### JOB
Quote verbatim the lines of the listing below, beginning with the line that contains "Practice. Annotate every instance of the bowl rim" and ending with the line that contains "x=138 y=327", both lines included.

### MATERIAL SUPPLIED
· · · ·

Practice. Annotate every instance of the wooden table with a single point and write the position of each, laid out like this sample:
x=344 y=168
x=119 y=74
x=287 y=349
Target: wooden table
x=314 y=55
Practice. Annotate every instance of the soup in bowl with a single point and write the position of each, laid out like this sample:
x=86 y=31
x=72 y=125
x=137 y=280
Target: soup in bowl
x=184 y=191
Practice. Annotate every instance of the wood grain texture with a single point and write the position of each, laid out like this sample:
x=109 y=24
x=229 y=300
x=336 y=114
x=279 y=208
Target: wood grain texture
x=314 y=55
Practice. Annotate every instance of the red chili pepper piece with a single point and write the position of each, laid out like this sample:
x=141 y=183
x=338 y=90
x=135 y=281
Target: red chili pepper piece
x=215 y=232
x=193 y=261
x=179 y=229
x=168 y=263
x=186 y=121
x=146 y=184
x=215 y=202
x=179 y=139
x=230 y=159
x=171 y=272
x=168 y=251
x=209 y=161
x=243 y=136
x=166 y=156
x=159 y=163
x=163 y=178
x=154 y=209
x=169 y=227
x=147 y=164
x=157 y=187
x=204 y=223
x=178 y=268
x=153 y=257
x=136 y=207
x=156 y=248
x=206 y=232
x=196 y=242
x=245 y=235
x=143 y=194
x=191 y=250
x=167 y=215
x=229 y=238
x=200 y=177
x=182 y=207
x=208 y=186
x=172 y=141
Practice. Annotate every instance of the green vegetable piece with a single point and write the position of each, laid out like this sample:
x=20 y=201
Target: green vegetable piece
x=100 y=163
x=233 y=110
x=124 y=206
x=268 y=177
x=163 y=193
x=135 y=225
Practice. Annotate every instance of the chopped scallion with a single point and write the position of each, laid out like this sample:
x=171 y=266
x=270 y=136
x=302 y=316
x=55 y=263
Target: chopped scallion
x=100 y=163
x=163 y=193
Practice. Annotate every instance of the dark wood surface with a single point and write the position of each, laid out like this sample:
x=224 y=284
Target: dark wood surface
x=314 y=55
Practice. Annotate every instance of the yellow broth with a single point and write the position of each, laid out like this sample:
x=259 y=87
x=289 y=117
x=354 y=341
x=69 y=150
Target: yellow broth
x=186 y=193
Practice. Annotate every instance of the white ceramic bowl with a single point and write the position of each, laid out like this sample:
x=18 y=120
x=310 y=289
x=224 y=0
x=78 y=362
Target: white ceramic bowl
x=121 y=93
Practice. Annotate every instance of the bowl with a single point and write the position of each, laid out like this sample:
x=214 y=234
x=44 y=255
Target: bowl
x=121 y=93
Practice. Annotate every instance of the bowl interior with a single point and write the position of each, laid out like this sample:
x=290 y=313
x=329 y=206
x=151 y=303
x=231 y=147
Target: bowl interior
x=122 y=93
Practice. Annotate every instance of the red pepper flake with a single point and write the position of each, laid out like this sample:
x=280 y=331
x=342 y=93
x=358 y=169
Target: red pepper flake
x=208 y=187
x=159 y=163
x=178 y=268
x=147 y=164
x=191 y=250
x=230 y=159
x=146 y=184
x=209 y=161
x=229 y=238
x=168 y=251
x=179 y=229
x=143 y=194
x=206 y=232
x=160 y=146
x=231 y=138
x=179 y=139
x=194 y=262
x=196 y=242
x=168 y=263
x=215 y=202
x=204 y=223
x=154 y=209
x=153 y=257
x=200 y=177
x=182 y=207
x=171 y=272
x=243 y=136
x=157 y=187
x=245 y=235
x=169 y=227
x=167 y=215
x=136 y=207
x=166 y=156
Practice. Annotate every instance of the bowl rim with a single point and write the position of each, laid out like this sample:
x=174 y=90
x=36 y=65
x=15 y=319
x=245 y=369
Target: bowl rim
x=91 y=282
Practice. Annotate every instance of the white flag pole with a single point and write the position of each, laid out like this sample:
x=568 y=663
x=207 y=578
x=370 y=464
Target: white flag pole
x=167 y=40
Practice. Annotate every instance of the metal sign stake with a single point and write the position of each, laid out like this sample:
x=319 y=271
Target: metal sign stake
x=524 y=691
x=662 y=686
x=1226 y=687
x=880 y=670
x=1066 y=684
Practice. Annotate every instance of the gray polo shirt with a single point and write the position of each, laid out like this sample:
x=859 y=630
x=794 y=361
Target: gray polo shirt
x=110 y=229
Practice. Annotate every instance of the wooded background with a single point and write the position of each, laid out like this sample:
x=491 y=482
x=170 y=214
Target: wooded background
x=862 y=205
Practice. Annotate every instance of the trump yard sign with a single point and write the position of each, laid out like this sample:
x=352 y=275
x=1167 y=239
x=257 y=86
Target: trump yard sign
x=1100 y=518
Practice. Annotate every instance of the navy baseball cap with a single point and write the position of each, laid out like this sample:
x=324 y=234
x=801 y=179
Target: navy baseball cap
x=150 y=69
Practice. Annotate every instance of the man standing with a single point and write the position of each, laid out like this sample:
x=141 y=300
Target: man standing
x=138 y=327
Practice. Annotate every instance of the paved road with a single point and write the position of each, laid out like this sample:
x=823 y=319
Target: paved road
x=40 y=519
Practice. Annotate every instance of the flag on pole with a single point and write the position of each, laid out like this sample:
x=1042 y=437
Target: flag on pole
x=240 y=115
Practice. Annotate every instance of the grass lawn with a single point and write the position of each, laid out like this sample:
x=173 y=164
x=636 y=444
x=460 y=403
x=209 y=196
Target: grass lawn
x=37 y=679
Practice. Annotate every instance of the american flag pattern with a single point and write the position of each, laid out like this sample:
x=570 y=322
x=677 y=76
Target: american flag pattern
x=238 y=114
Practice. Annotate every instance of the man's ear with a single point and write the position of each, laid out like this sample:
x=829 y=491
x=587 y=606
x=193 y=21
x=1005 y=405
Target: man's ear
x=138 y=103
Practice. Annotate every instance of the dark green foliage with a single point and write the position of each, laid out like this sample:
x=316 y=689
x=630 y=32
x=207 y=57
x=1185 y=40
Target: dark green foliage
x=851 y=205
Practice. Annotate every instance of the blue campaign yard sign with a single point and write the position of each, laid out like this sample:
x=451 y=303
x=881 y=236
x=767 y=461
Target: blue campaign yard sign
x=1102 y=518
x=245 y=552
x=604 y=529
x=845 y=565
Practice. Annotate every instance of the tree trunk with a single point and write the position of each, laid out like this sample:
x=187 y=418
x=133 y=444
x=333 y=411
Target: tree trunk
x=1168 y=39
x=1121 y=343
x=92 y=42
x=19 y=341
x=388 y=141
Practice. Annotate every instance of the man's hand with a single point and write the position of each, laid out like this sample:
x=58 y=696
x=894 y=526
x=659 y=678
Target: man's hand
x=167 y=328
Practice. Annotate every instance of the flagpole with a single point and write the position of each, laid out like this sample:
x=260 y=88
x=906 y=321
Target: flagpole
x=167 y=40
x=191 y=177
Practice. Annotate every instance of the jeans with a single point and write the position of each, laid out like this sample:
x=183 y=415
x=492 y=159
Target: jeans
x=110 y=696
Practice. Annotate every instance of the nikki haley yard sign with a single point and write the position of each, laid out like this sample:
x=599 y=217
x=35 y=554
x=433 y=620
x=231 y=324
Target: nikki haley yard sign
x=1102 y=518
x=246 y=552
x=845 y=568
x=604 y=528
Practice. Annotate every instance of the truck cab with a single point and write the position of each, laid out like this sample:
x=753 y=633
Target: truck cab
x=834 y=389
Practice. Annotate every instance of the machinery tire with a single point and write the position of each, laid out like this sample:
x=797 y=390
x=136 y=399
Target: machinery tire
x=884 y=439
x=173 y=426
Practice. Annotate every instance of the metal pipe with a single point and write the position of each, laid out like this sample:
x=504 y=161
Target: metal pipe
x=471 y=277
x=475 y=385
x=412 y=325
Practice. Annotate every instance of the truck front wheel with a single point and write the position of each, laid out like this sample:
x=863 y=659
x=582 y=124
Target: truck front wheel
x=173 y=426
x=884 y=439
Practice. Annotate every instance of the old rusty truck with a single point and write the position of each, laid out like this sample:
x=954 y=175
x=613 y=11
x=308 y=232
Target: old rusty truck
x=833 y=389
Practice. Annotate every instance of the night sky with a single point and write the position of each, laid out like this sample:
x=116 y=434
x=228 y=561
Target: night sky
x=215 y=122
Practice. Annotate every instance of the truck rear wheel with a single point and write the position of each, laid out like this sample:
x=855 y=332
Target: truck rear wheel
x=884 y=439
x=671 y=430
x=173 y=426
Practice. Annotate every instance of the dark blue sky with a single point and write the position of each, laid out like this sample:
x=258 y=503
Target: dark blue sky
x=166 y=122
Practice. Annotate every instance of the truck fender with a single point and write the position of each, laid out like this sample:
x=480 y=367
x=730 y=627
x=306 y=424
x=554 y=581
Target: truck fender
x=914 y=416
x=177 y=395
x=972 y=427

· · · ·

### EXERCISE RESPONSE
Practice. Annotate every instance of the bowl rim with a single point and write the position of each, laid out like this sample:
x=174 y=90
x=36 y=65
x=15 y=319
x=245 y=369
Target: bowl rim
x=91 y=282
Practice. Annotate every instance of the white flag pole with a single point and write the position of each, laid out like this sample:
x=568 y=663
x=207 y=578
x=370 y=464
Target: white flag pole
x=167 y=40
Practice. Annotate every instance of the metal sign stake with a single point and write the position of each, laid out like this sample:
x=319 y=271
Target: metal sign stake
x=524 y=691
x=662 y=686
x=1226 y=687
x=880 y=670
x=1066 y=684
Practice. Annotate every instance of the gray polo shirt with a single point and write the position of each, laid out like this sample:
x=859 y=630
x=794 y=361
Target: gray polo shirt
x=110 y=229
Practice. Annotate every instance of the wooded background with a single point and write the position of each, laid out like this sample:
x=491 y=482
x=170 y=214
Target: wooded background
x=862 y=205
Practice. Annotate every instance of the trump yard sign with a single point and write the position of each, laid out like this sample:
x=352 y=275
x=1167 y=239
x=257 y=86
Target: trump yard sign
x=1100 y=518
Practice. Annotate every instance of the navy baseball cap with a single point and write the position of each, laid out like this sample:
x=324 y=234
x=801 y=179
Target: navy baseball cap
x=150 y=69
Practice. Annotate every instance of the man standing with a single point and write the position of each, laid out like this sample:
x=141 y=300
Target: man standing
x=138 y=327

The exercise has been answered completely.